▸ EXERCISE DESCRIPTION: An exact copy of every record is needed.

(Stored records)
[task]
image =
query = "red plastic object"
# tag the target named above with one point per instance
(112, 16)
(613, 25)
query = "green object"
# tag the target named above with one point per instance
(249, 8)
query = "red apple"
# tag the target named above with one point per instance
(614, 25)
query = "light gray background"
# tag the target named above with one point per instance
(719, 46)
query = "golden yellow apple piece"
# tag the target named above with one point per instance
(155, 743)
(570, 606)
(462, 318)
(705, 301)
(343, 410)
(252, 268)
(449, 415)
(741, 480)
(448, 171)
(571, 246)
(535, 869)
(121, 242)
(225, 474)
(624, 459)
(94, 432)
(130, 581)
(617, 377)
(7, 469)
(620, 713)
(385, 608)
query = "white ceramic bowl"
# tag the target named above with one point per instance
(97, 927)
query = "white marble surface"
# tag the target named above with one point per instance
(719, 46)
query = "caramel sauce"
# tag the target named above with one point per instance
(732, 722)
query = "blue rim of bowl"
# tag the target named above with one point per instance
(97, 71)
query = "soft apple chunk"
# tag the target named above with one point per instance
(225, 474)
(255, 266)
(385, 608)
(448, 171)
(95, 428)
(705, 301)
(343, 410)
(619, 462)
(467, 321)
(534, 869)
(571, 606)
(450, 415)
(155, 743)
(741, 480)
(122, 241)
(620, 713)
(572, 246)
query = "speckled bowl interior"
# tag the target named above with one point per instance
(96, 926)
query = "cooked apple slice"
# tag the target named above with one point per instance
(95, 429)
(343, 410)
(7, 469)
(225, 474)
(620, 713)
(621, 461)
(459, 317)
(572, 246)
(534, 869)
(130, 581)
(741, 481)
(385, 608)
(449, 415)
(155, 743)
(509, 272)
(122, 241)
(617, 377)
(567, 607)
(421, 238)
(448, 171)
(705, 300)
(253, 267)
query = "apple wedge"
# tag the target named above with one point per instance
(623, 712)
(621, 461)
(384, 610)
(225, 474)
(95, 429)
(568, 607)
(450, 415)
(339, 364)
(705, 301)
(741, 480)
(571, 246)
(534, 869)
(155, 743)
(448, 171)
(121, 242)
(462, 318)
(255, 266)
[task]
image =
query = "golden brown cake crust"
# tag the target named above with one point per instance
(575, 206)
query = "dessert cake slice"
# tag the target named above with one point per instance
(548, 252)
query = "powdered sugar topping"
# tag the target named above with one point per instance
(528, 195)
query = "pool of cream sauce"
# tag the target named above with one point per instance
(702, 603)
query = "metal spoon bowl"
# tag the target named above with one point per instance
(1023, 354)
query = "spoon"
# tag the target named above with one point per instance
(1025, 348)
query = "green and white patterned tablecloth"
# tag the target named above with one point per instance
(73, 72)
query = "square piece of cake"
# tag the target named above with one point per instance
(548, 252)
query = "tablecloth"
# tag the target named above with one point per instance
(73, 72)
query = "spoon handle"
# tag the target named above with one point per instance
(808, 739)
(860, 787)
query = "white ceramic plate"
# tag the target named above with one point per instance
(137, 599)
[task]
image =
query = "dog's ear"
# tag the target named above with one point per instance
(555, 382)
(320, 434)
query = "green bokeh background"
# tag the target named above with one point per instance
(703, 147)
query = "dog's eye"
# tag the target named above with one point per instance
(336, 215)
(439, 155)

▸ RESPONSE TO THE TASK:
[task]
image =
query = "red plastic object"
# tag the target named above with one point per instance
(112, 16)
(613, 25)
query = "green object"
# tag the target named above with one point per instance
(249, 8)
query = "red apple"
# tag the target named above with one point per instance
(614, 25)
query = "light gray background"
# tag the target named above with one point per instance
(719, 46)
query = "golden yellow apple piece"
# tag the target named above with one point per instance
(155, 743)
(570, 606)
(462, 318)
(705, 301)
(343, 410)
(252, 268)
(449, 415)
(741, 480)
(448, 171)
(571, 246)
(535, 869)
(121, 242)
(225, 474)
(624, 459)
(94, 432)
(130, 581)
(617, 377)
(7, 469)
(620, 713)
(385, 608)
query = "white ceramic bowl"
# tag the target named above with one point per instance
(97, 927)
query = "white marble surface"
# tag the target named above with one point per instance
(719, 46)
query = "caramel sauce"
# tag the target named above with one point per instance
(732, 722)
query = "blue rim of bowl"
# tag the target named above with one point per instance
(97, 71)
query = "soft apple chunk"
# tag the target named above with one point per instance
(225, 474)
(255, 266)
(385, 608)
(448, 171)
(95, 428)
(705, 301)
(343, 410)
(619, 462)
(467, 321)
(534, 869)
(571, 606)
(450, 415)
(155, 743)
(741, 480)
(122, 241)
(620, 713)
(572, 246)
query = "speckled bowl interior"
# tag the target named above with one point per instance
(96, 926)
query = "cooked apple slice"
# tag the target named above with one point per instance
(95, 429)
(343, 410)
(7, 469)
(225, 474)
(620, 713)
(621, 461)
(459, 317)
(572, 246)
(534, 869)
(130, 581)
(741, 481)
(385, 608)
(449, 415)
(155, 743)
(509, 272)
(122, 241)
(617, 377)
(567, 607)
(421, 238)
(448, 171)
(705, 300)
(253, 267)
query = "apple wedge"
# tag the target named above with one point per instance
(623, 712)
(621, 461)
(384, 610)
(225, 474)
(95, 429)
(568, 607)
(450, 415)
(339, 364)
(705, 301)
(741, 480)
(571, 246)
(534, 869)
(155, 743)
(448, 171)
(121, 242)
(462, 318)
(255, 266)
[task]
image =
query = "golden brown cake crust"
# tag the target named above with one point per instance
(575, 206)
query = "dessert cake slice"
# tag the target named above with one point per instance
(548, 252)
query = "powdered sugar topping"
# tag the target named above with one point per instance
(528, 195)
query = "pool of cream sauce"
# tag the target named above with one point per instance
(702, 603)
query = "metal spoon bowl"
# tag the target named above with one point per instance
(1023, 354)
query = "spoon"
# tag the target named above with one point per instance
(1025, 348)
query = "green and white patterned tablecloth"
# tag the target named above with one point per instance
(73, 72)
query = "square piece of cake"
# tag the target named above with one point per instance
(548, 252)
query = "tablecloth"
# tag the target named above with one point per instance
(73, 72)
query = "spoon handle"
# tag the target named above with one point per instance
(808, 739)
(860, 787)
query = "white ceramic plate"
# tag the target named above with one point per instance
(137, 599)
[task]
image =
query = "dog's ear"
# tag the target named above with one point per instance
(555, 382)
(320, 434)
query = "green bokeh background"
# tag the target named above with one point per instance
(703, 147)
query = "dog's eye"
# tag the target named above with one point per instance
(336, 215)
(439, 155)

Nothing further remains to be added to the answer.